Kurze Übung 1 -
Gib im Text über die Papstbühne in Rio den Absatz, der mit „Die Bezeichnung ‚Show der Zukunft‘ stammt nicht“ beginnt, als knappe Stichpunktliste wieder. Die wesentlichen Angaben sollen erhalten bleiben.
Kurze Übung 2 -
Gib aus dem Text über die Papstbühne in Rio den Abschnitt von „Wirft man einen“ bis „man bereits hat).“ wortgetreu wieder.
Kurze Übung 3 -
Setze den Text über die Papstbühne in Rio nach seinem letzten Satz fort.
===== Extrahierter Text
(Rio de Janeiro) Nach längerem Schweigen meldete sich wieder der katholische Kunst- und Kulturkritiker Francesco Colafemmina zu Wort. Hier seine Anmerkungen zum aktuellen Kirchengeschehen. Diesmal über die „kryptonische“ Fantasy Art-Megabühne der „Zukunftsshow“ beim Weltjugendtag 2013, in die Vigil und Abschlußgottesdienst mit Papst Franziskus „eingebettet“ sind.
Die Bezeichnung „Show der Zukunft“ stammt nicht von Colafemmina, sondern ist die offizielle Bezeichnung für das Programm der beiden letzten Tage des WJT 2013 rund um die Megabühne von Guaratiba. Am Samstag, den 27. und Sonntag den 28. Juli findet dort laut offiziellem Programm die „Zukunftshow“ statt, die am Samstag aus 13 „Shows“ besteht, bevor die Vigil mit Papst Franziskus beginnt. Am Sonntag sind zwei „Shows“ vor dem Abschlußgottesdienst und zwei weitere nach diesem auf derselben Megabühne angekündigt, die der Altarraum für die liturgischen Handlungen ist.
Die Nüchternheit der päpstlichen Bühne beim WJT von Rio
Nur um es klarzustellen, ich glaube nicht, daß der Papst bis ins Detail weiß, was für ihn in Rio vorbereitet wird. Auf alle Fälle wäre es interessant, die Chronik zum päpstlichen Flug ohne ein von Alitalia zur Verfügung gestelltes Bett – höchster Ausdruck päpstlicher Nüchternheit und Demut – mit der Megabühne zu vergleichen, die gerade auf der wohlklingenden, aber etwas hochtrabend Campus Fidei genannten Riesenfläche in Guaratiba fertiggestellt wird, wo die „Show der Zukunft“ stattfinden wird.
Diese Bühne (siehe Bilder) wurde beim Architektenstudio von Joao Uchoa in Auftrag gegeben. Es ist interessant, die Internetseite dieses Architekten zu besuchen, wo die Bühne für Papst Franziskus unter die Kategorie „Entertainment“ gereiht ist. Und das ist kein Zufall, denn Architekt Uchoa hat in der Vergangenheit eine lange Reihe von Bühnen für Megakonzerte, vor allem Rockkonzerte entworfen, die von ozeanischen Menschenmassen besucht wurden.
Wirft man einen Blick auf das Bühnenmodell fragt man sich natürlich: Was sind das für Hörner, die an den Seiten des Altars hochragen? Vielleicht eine stilisierte Darstellung des Corcovado? Keine Ahnung … Alles in allem eine Royal Underground-Bühne, eine Art Institutionalisierung des Undergrounds, die dennoch etwas Beunruhigendes an sich hat, die aber vor allem weder nüchterne Strenge und noch weniger Demut ausstrahlt. Sie ist rund um eine päpstliche Gestalt entworfen worden, die zweifelsohne mit jener von Papst Franziskus kontrastiert, der in Lampedusa auf einem Bootsaltar zelebrierte (und damit den verschiedenen italienischen Bischöfen, die entschlossen sind, die alten Altäre abzubrechen, um neue Steinaltäre zu errichten, zu zeigen, daß man sich auch mit dem zufrieden geben kann, was man bereits hat).
==========
===== Erfasste Daten
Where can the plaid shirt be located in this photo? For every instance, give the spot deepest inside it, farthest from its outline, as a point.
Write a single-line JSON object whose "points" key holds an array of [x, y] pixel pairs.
==========
Lösung 1 -
- „Show der Zukunft“ ist keine Bezeichnung von Colafemmina. Es ist der offizielle Name des Programms der letzten beiden Tage des WJT 2013 rund um die Megabühne von Guaratiba.
- Samstag, 27. Juli: 13 „Shows“, danach beginnt die Vigil mit Papst Franziskus.
- Sonntag, 28. Juli: zwei „Shows“ vor dem Abschlussgottesdienst und zwei weitere danach.
- Die Megabühne dient zugleich als Altarraum für die liturgischen Handlungen.

Lösung 2 -
Wirft man einen Blick auf das Bühnenmodell fragt man sich natürlich: Was sind das für Hörner, die an den Seiten des Altars hochragen? Vielleicht eine stilisierte Darstellung des Corcovado? Keine Ahnung … Alles in allem eine Royal Underground-Bühne, eine Art Institutionalisierung des Undergrounds, die dennoch etwas Beunruhigendes an sich hat, die aber vor allem weder nüchterne Strenge und noch weniger Demut ausstrahlt. Sie ist rund um eine päpstliche Gestalt entworfen worden, die zweifelsohne mit jener von Papst Franziskus kontrastiert, der in Lampedusa auf einem Bootsaltar zelebrierte (und damit den verschiedenen italienischen Bischöfen, die entschlossen sind, die alten Altäre abzubrechen, um neue Steinaltäre zu errichten, zu zeigen, daß man sich auch mit dem zufrieden geben kann, was man bereits hat).

Lösung 3 -
Die Kirche scheint sich dem Drang nicht entziehen zu können, dem architektonischen Stil der „Rockkonzerte“ hinterherzulaufen.
Die Worte von Benedikt XVI. im fernen 2008 gesprochen (die inzwischen Lichtjahre entfernt scheinen) haben weiterhin ihre Gültigkeit [Weihnachtsansprache an die Römische Kurie 2008]:
Was also geschieht da eigentlich bei einem Weltjugendtag? Welche Kräfte sind da wirksam? Gängige Analysen tendieren dazu, diese Tage als eine Variante der modernen Jugendkultur, als eine Art von kirchlich abgewandeltem Rockfestival mit dem Papst als Star anzusehen. Ob mit oder ohne Glauben wären diese Festivals im Grunde doch dasselbe, und so glaubt man, die Frage nach Gott beiseitelegen zu können. Es gibt auch katholische Stimmen, die in diese Richtung gehen und das Ganze als ein großes und auch schönes Spektakel ansehen, das aber für die Frage nach dem Glauben und der Gegenwart des Evangeliums in unserer Zeit wenig bedeute. Es seien Augenblicke festlicher Ekstase, die aber dann doch letztlich alles beim Alten beließen, das Leben nicht tiefer gestalten könnten.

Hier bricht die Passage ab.